Work order =
From the material below, pull each line containing the string "fence".

BEGIN Data supplied

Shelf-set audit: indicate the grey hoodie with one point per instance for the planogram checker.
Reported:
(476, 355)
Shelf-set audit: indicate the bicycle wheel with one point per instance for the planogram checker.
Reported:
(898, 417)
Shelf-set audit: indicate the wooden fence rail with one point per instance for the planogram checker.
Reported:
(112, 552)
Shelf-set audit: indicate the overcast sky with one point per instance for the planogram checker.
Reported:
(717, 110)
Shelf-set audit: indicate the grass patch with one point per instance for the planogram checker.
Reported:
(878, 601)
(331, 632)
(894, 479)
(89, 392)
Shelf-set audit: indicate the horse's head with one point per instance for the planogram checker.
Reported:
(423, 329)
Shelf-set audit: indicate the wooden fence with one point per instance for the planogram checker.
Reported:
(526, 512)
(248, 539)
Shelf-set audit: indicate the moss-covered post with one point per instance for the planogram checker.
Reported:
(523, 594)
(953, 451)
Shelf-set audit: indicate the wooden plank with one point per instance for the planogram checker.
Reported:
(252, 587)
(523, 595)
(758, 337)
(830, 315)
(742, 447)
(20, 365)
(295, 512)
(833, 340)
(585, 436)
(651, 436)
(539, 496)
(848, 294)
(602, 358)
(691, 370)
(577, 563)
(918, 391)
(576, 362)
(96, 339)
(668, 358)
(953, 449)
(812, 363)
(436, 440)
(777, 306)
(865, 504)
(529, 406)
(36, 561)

END Data supplied

Output for this exercise =
Shelf-set audit: indicate the wooden fence rail with one point per instance for the planogram checker.
Shelf-set audit: indicate the wooden fence with one point per instance for the planogram checker.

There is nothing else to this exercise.